La llegada del protestantismo desbarató la vida tranquila de oración y enseñanza en la que vivían las religiosas clarisas. En la primavera de 1525, Caritas recibió una notificación oficial en la que se exigía que la abadesa liberara a todas las hermanas de sus votos.
De no ser así, sus familiares podían entrar en el convento y sacarlas a la fuerza. También se exigía que, mientras vivieran en el convento, debían abandonar el hábito y vestir ropas seglares, tenían que hacer un inventario exhaustivo de sus posesiones y no podían escuchar misas católicas ni recibir ningún sacramento católico. Además, se las obligaba a construir una ventana para que los familiares pudieran tener contacto directo con las religiosas.
El gobierno le daba a Caritas cuatro semanas para disolver la vida conventual. Mientras la abadesa permanecía firme en sus convicciones, ella no tenía el poder de liberar a las monjas de sus votos, eso solo lo podía hacer Dios, y no estaba dispuesta a abandonar su hogar, el pueblo de Nuremberg empezó a acosar a las religiosas tirando piedras al edificio, lanzando improperios y amenazando con quemar el convento.
La madre abadesa aceptó construir la ventana y no pudo evitar que las familias de las religiosas entraran en el convento. Pero no se lo puso fácil. Ella misma dejó por escrito el dramático testimonio de la lucha entre tres hermanas y sus familiares, dispuestos a sacarlas del convento fuera como fuera.
"Todavía esperaban que a pesar de que el encuentro se había organizado, se salvarían, ya que nadie usaría tal violencia contra su voluntad. Pero cuando las llamé y les dije que sus madres se las querían llevar en esa misma hora, las tres cayeron al suelo gritando, llorando y exhibiendo un comportamiento tan triste, que Dios en el cielo debió conmoverse". A pesar de la negativa de las tres mujeres, sus familiares entraron por la fuerza en el convento mientras el pueblo permanecía fuera atemorizando a las mujeres del centro religioso. Caritas insistía en que, si los luteranos defendían la libertad de los cristianos, no podían obligar a nadie a tomar una decisión como esa.

**Registros proporcionados:**

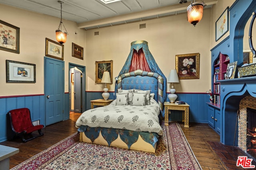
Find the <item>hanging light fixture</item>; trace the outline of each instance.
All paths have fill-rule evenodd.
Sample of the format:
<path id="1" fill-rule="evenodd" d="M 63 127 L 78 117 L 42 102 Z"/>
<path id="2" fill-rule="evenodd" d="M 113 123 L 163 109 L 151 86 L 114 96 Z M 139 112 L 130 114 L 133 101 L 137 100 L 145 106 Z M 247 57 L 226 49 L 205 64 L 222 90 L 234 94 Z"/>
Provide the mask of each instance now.
<path id="1" fill-rule="evenodd" d="M 190 23 L 195 26 L 203 17 L 203 8 L 206 4 L 203 0 L 201 0 L 202 2 L 196 2 L 196 0 L 194 0 L 194 2 L 192 3 L 193 1 L 191 1 L 191 4 L 187 8 L 188 20 Z"/>
<path id="2" fill-rule="evenodd" d="M 63 2 L 60 0 L 58 1 L 58 2 L 60 4 L 60 22 L 58 27 L 58 29 L 55 31 L 56 32 L 56 39 L 60 44 L 62 44 L 63 43 L 66 43 L 67 41 L 68 32 L 65 27 L 65 25 L 62 23 L 62 4 Z M 61 30 L 62 28 L 62 25 L 63 25 L 63 27 L 64 27 L 66 31 Z"/>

**Instrucciones:**
A. En el fragmento sobre las clarisas de Nuremberg, ¿de cuánto tiempo disponía Caritas, según el gobierno, para disolver la vida conventual?
B. Reproduzca literalmente, del fragmento sobre las clarisas de Nuremberg, la parte que se abre con las palabras "La madre abadesa" y se cierra con "fuera como fuera.".

**Respuestas desarrolladas:**
A. Cuatro semanas.

B.
La madre abadesa aceptó construir la ventana y no pudo evitar que las familias de las religiosas entraran en el convento. Pero no se lo puso fácil. Ella misma dejó por escrito el dramático testimonio de la lucha entre tres hermanas y sus familiares, dispuestos a sacarlas del convento fuera como fuera.